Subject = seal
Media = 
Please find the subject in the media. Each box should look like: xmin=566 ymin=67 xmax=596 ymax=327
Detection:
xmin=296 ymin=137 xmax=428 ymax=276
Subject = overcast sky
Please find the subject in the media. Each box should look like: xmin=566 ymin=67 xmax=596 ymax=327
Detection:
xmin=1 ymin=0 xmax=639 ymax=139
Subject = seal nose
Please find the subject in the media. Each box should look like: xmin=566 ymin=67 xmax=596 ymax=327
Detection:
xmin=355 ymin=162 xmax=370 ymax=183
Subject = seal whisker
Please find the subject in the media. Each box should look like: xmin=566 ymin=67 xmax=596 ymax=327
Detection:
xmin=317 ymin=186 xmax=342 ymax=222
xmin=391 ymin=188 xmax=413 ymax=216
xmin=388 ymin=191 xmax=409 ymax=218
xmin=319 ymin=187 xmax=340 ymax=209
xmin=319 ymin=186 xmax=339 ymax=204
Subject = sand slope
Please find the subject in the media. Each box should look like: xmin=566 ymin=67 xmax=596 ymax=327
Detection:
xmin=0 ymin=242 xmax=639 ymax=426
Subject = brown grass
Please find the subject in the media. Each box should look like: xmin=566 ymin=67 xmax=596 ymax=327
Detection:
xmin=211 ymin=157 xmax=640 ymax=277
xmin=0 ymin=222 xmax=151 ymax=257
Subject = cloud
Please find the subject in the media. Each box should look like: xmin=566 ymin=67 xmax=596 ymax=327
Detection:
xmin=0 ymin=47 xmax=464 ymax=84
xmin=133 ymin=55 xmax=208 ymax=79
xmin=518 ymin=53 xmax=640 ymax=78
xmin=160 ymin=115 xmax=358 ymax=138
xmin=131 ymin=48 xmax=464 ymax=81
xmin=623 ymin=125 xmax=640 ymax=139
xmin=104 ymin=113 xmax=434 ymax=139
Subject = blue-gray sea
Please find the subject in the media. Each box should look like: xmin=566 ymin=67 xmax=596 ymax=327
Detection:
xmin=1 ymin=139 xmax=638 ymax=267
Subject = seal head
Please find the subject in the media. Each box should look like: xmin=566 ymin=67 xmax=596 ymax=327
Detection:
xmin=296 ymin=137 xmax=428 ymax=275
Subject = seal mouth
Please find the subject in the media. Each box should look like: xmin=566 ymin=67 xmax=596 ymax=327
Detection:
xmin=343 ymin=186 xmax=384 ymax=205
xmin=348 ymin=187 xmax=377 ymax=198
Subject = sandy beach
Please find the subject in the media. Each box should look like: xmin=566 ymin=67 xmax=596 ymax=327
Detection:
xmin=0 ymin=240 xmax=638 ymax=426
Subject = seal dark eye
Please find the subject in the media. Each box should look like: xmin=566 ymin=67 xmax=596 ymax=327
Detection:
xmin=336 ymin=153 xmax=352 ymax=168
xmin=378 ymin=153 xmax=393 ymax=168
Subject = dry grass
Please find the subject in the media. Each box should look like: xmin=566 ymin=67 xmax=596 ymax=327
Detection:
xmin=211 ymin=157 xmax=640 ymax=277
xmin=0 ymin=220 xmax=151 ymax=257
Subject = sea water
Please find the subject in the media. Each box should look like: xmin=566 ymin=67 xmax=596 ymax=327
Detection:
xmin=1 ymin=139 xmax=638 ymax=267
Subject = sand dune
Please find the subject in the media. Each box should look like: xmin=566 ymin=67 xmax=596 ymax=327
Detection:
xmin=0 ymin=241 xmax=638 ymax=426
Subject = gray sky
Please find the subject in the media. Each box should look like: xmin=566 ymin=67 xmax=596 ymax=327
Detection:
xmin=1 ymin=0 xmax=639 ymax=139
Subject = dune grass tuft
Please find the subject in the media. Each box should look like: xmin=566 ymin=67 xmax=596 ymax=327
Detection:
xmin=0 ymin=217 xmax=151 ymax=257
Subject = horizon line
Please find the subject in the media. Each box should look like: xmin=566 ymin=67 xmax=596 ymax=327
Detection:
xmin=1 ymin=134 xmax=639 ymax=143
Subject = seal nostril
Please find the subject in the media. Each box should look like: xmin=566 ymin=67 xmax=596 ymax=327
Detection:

===============

About this exercise: Show every line of the entries above where the word "seal" occurs.

Your solution:
Subject = seal
Subject = seal nose
Subject = seal whisker
Subject = seal head
Subject = seal mouth
Subject = seal dark eye
Subject = seal nostril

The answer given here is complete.